§ **EXERCISE**
Tally the lines in the entries below that contain the string "window". Reply with the number alone.

§ **ENTRIES PROVIDED**
————

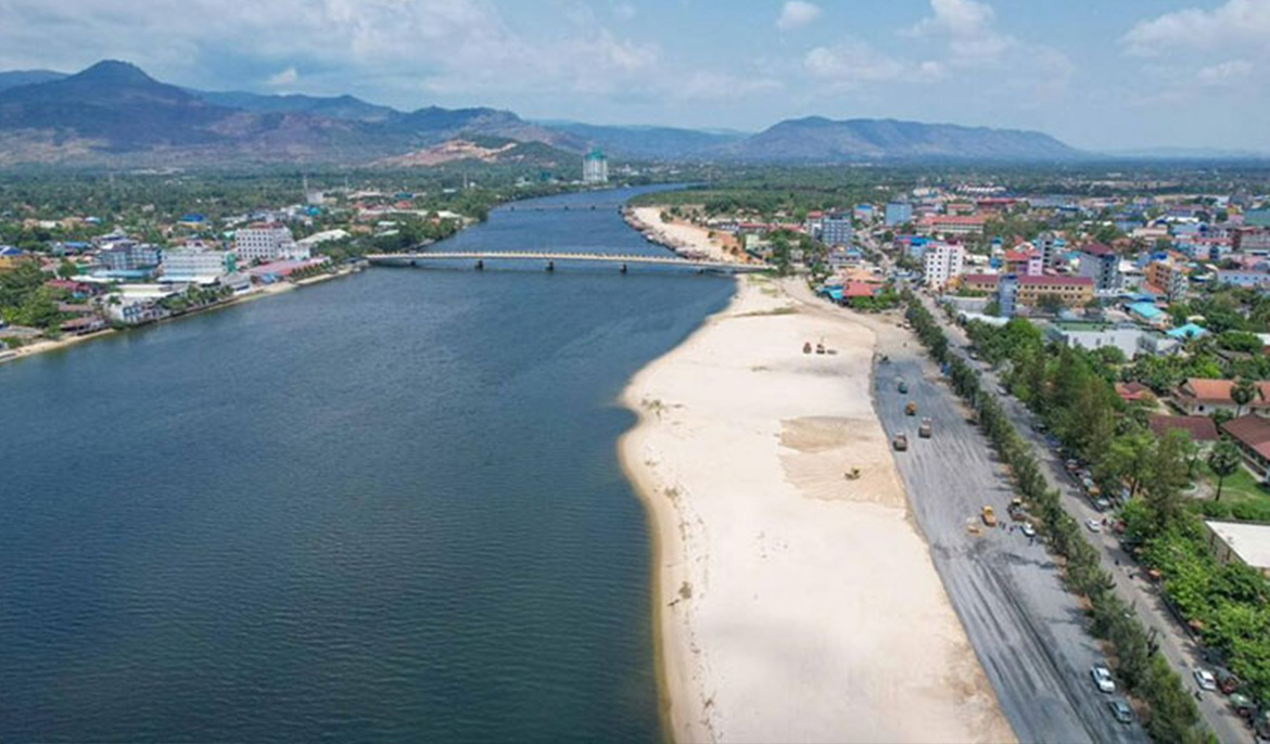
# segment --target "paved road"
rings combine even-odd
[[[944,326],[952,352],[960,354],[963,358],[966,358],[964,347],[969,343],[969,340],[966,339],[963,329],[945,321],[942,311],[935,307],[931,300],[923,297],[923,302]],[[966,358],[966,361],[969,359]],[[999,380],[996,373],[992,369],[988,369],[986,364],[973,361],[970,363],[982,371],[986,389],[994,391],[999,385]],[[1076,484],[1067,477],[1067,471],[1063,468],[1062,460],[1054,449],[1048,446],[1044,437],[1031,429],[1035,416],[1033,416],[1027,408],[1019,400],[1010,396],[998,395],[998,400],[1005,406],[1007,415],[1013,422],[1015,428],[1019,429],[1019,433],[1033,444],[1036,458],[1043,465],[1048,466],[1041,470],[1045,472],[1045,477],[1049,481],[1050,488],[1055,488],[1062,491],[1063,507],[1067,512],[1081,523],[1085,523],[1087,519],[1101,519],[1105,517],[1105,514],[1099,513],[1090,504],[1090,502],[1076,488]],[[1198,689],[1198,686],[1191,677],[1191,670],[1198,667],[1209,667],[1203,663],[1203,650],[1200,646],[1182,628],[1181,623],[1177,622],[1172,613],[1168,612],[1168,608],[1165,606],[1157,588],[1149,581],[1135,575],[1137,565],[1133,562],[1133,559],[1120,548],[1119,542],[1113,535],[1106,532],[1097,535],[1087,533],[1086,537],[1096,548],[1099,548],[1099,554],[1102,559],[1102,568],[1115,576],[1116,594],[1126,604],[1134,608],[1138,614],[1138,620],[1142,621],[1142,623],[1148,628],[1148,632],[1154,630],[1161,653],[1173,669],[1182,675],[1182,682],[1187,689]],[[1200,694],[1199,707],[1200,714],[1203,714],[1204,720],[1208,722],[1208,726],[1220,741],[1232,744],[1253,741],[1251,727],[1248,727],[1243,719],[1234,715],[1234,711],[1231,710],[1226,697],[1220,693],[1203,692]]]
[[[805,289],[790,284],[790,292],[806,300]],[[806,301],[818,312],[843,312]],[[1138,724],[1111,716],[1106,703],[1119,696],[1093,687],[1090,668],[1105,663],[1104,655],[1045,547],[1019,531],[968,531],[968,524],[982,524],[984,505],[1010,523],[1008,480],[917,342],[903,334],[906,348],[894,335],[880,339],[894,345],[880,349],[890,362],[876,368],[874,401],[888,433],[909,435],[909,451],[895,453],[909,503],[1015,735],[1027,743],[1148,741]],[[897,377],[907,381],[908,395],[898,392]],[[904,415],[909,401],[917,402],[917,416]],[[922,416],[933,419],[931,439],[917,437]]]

————

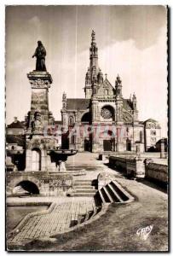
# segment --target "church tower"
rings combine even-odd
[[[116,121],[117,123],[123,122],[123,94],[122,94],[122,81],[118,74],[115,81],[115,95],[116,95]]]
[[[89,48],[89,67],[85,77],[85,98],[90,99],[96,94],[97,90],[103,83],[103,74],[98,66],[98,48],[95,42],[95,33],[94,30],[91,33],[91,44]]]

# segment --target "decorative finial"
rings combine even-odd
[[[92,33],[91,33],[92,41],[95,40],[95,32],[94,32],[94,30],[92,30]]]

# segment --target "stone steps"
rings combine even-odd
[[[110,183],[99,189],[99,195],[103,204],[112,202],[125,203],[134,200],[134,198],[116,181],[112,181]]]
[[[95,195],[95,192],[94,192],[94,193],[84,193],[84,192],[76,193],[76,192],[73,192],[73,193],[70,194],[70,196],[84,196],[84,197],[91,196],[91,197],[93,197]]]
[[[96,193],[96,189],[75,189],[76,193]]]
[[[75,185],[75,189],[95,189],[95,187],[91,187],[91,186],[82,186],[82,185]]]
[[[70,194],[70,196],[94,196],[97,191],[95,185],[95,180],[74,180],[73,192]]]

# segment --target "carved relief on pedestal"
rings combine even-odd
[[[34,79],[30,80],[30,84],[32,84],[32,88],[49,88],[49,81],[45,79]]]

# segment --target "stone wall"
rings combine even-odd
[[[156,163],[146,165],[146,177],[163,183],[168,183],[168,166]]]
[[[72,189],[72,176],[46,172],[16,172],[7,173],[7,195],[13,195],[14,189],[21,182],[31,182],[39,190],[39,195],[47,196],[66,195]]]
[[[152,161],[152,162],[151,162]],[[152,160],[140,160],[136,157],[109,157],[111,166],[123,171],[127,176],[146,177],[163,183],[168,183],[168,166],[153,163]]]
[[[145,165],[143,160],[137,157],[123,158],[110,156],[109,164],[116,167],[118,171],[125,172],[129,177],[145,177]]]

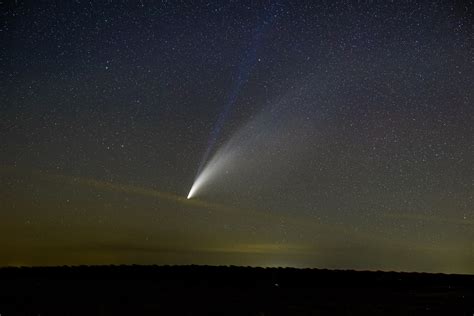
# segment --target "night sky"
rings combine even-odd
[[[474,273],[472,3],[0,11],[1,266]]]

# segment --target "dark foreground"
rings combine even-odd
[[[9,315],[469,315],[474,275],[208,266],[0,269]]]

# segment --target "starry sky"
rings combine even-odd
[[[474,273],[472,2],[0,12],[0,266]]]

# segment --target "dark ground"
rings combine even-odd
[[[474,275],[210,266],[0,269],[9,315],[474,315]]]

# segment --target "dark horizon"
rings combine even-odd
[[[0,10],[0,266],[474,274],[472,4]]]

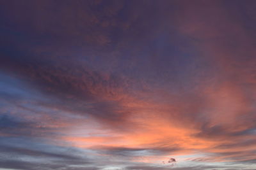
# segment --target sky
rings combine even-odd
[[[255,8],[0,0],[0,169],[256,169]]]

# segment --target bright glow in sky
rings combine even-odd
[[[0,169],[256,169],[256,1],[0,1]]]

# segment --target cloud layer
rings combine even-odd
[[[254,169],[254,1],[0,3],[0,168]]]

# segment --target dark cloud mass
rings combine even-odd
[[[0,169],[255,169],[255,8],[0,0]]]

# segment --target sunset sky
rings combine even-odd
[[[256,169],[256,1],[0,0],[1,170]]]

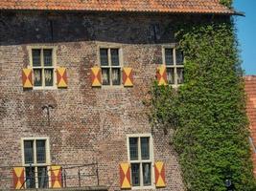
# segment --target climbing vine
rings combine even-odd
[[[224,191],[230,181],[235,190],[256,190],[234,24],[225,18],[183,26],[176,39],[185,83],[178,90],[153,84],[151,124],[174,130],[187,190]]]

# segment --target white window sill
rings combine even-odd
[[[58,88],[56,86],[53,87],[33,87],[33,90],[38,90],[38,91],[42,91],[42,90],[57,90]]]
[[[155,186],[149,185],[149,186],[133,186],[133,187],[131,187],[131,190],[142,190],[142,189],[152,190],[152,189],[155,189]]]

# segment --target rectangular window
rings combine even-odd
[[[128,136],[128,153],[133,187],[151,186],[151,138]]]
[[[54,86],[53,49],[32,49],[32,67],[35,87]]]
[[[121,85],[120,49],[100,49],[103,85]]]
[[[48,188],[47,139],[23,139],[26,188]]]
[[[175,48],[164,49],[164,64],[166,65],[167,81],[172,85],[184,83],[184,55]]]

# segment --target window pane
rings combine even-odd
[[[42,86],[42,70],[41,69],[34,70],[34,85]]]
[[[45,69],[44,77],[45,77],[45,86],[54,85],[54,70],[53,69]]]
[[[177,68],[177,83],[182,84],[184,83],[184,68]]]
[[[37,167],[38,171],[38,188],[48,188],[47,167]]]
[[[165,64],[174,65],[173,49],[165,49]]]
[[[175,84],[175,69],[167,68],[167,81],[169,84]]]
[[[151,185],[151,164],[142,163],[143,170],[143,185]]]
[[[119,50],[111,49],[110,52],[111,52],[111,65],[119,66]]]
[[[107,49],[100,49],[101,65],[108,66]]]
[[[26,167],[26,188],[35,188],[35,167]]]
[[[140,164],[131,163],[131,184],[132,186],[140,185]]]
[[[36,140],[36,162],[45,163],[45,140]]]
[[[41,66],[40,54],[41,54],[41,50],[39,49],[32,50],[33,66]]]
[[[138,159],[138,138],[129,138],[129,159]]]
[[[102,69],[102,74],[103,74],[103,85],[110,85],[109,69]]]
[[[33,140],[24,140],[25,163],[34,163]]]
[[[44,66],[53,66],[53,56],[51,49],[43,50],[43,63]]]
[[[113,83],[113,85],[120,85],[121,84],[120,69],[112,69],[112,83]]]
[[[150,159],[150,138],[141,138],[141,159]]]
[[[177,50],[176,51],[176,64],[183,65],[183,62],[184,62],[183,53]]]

————

§ **THE REPLY**
3